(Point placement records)
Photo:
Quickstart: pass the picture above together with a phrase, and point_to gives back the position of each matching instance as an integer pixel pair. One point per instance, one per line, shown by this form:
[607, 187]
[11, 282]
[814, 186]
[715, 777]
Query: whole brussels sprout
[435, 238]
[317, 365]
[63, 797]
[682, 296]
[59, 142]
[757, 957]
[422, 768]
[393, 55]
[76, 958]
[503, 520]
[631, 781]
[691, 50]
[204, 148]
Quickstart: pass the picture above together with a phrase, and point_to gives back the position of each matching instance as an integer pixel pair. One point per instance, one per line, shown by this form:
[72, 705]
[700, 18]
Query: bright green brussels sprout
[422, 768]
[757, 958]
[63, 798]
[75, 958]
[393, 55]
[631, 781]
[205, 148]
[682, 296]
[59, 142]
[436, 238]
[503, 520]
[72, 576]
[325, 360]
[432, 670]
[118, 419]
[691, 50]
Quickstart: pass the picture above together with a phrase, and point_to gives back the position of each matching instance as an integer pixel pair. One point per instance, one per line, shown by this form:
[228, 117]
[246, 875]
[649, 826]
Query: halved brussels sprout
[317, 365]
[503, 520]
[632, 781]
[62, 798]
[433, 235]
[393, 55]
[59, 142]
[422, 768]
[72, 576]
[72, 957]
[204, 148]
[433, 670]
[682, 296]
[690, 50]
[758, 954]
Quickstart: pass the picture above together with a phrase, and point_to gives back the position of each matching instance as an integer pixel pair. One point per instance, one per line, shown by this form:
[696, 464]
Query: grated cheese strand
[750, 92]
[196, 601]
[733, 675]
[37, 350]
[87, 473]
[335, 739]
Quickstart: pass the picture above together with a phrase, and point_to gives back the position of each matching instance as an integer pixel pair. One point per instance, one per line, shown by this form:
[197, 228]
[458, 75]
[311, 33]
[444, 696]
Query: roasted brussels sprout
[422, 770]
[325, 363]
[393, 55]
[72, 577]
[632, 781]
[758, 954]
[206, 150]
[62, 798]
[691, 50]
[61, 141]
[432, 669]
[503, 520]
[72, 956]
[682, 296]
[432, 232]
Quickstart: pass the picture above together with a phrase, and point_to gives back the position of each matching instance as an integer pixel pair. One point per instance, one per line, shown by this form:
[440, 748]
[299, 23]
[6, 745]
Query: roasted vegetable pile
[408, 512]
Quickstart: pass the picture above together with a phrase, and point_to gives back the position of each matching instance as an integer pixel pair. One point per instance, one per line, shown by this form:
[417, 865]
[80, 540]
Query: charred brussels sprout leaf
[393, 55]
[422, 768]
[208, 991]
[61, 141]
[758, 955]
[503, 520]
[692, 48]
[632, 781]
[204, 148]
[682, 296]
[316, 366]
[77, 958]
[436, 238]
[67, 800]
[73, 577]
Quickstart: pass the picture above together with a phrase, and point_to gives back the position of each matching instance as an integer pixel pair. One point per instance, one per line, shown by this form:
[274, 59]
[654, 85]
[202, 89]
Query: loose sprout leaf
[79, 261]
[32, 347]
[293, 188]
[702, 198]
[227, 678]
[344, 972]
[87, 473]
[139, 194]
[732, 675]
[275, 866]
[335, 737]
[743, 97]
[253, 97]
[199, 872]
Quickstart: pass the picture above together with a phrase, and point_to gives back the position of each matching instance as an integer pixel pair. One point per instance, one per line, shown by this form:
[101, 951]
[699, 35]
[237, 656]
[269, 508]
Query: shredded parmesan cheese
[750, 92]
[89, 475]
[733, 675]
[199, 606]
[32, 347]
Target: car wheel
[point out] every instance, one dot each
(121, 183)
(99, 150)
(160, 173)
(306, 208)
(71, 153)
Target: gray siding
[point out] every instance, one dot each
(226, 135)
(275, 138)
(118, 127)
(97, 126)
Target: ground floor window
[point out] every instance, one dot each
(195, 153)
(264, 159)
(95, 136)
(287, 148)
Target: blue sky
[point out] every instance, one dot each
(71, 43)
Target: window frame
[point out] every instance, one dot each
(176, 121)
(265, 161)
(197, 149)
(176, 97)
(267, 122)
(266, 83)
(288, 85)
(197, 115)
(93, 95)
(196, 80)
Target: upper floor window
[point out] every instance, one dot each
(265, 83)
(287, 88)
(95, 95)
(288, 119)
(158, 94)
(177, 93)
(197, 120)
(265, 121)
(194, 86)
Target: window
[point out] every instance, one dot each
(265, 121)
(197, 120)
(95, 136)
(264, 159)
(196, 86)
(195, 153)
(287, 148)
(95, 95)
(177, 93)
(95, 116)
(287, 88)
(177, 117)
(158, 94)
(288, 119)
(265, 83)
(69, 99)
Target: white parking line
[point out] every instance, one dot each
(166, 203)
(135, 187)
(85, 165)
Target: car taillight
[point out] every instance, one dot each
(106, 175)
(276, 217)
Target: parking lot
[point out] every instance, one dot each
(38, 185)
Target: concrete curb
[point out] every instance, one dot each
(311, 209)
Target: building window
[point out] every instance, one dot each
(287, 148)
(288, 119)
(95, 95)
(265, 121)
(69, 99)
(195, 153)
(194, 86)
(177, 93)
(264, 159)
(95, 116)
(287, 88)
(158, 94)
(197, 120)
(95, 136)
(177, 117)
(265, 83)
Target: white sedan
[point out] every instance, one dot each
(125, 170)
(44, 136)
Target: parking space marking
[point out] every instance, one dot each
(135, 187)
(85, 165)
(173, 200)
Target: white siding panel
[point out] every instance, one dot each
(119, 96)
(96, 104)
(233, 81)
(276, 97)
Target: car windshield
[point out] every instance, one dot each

-- Prompt --
Transcribe all the entries, keeping each one exactly as it is.

-- Result below --
Photo:
Quickstart: pass the picture above together with a phrase, and point_to gives back the position of each matching instance as an integer pixel pair. One point per instance, one per line, shown by this form:
[607, 187]
[11, 282]
[814, 186]
[715, 777]
Query: whole brussels sprout
[435, 238]
[317, 365]
[63, 797]
[682, 296]
[59, 142]
[757, 957]
[422, 768]
[393, 55]
[76, 958]
[503, 520]
[631, 781]
[691, 50]
[204, 148]
Quickstart: pass the picture above together with a phrase, and point_to gives back the position of each matching instance as an integer pixel pair. One point per instance, one per line, shown by this form:
[72, 705]
[700, 18]
Query: bright green brussels sprout
[422, 768]
[757, 958]
[63, 798]
[75, 958]
[393, 55]
[631, 781]
[205, 148]
[682, 296]
[59, 142]
[436, 238]
[503, 520]
[72, 576]
[325, 360]
[432, 670]
[118, 419]
[691, 50]
Quickstart: pass the picture above together with a phrase, and point_to gives back the position of each matching instance as an integer pixel pair. One point per instance, one per line, shown by this form:
[228, 117]
[246, 875]
[649, 826]
Query: halved brussels sprout
[317, 365]
[503, 520]
[632, 781]
[62, 798]
[433, 235]
[393, 55]
[59, 142]
[422, 768]
[72, 576]
[72, 957]
[204, 148]
[433, 670]
[682, 296]
[690, 50]
[758, 954]
Quickstart: pass the picture above together with a phrase, and point_to gives back the position of each matching instance as an integer pixel pair. One point per instance, one per line, shown by this form:
[696, 464]
Query: grated cheese strand
[750, 92]
[196, 601]
[733, 675]
[37, 350]
[87, 473]
[335, 739]
Quickstart: pass the picture above together with a phrase, and point_to gives back the position of each matching instance as an integer pixel pair. One point per instance, one per line, shown by this form:
[197, 228]
[458, 75]
[311, 33]
[444, 696]
Query: roasted brussels sprout
[422, 770]
[325, 363]
[393, 55]
[72, 577]
[632, 781]
[758, 954]
[206, 150]
[62, 798]
[691, 50]
[61, 141]
[432, 669]
[503, 520]
[72, 956]
[682, 296]
[432, 232]
Quickstart: pass the picture above together with a phrase, and point_to gives back the position of each matching instance as an integer pixel pair. One point per instance, one per line, shown by this form:
[440, 748]
[299, 23]
[6, 745]
Query: roasted vegetable pile
[408, 512]
Quickstart: pass the picture above together with a phrase, and point_to gives back the position of each matching instance as an integer pixel pair. One point per instance, one per line, shown by this form:
[417, 865]
[80, 540]
Query: charred brussels sprout leaf
[393, 55]
[422, 768]
[208, 991]
[61, 141]
[758, 955]
[503, 520]
[692, 48]
[632, 781]
[204, 148]
[682, 296]
[316, 366]
[77, 958]
[436, 238]
[67, 800]
[73, 577]
Quickstart: pass the picture above together with a phrase, and point_to gives back the position of each matching instance as an integer pixel pair. One point per instance, one per line, shown by this form:
[274, 59]
[654, 85]
[202, 89]
Query: loose sprout leaf
[79, 261]
[32, 347]
[293, 188]
[702, 198]
[227, 678]
[344, 972]
[87, 473]
[139, 194]
[732, 675]
[275, 866]
[335, 737]
[743, 97]
[253, 97]
[199, 872]
Quickstart: pass the picture above together with a phrase, and point_to gives back the position of each matching instance as an integer pixel pair. One point per instance, one per line, shown by this form:
[101, 951]
[699, 35]
[237, 656]
[269, 508]
Query: shredded parmesan cheese
[750, 92]
[89, 475]
[733, 675]
[199, 606]
[32, 347]
Target: car wheel
[point out] every instance, one dot each
(121, 183)
(99, 150)
(160, 173)
(306, 208)
(71, 153)
Target: gray siding
[point out] every instance, one dot each
(226, 135)
(275, 138)
(118, 127)
(97, 126)
Target: ground floor window
[point out] every instance, one dot each
(195, 153)
(264, 159)
(95, 136)
(287, 148)
Target: blue sky
[point out] every instance, one dot each
(71, 43)
Target: window frame
[point out] every instance, one dot each
(176, 121)
(265, 161)
(197, 149)
(176, 97)
(267, 122)
(266, 83)
(288, 85)
(197, 115)
(93, 95)
(196, 80)
Target: upper floor window
[point out] every instance, one dot each
(265, 83)
(287, 88)
(95, 95)
(288, 119)
(158, 94)
(177, 93)
(197, 120)
(265, 121)
(194, 86)
Target: window
[point out] every instance, one dot each
(265, 121)
(197, 120)
(95, 136)
(264, 159)
(196, 86)
(195, 153)
(287, 148)
(95, 95)
(177, 93)
(95, 116)
(287, 88)
(177, 117)
(158, 94)
(288, 119)
(265, 83)
(69, 99)
Target: white parking line
[point out] every instance, one dot each
(166, 203)
(135, 187)
(85, 165)
Target: car taillight
[point out] every instance, one dot each
(106, 175)
(276, 217)
Target: parking lot
[point out] every instance, one dot each
(38, 185)
Target: concrete curb
[point out] every instance, one dot each
(311, 209)
Target: building window
[point out] every instance, one dot each
(287, 148)
(288, 119)
(95, 95)
(265, 121)
(69, 99)
(195, 153)
(194, 86)
(177, 93)
(264, 159)
(95, 116)
(287, 88)
(158, 94)
(197, 120)
(95, 136)
(177, 117)
(265, 83)
Target: white sedan
[point out] every instance, one dot each
(125, 170)
(44, 136)
Target: parking space marking
[point out] every instance, one dot each
(135, 187)
(85, 165)
(173, 200)
Target: white siding panel
[point out] every instance, one dot each
(119, 96)
(96, 104)
(233, 81)
(276, 97)
Target: car windshield
[point out] every instance, one dot each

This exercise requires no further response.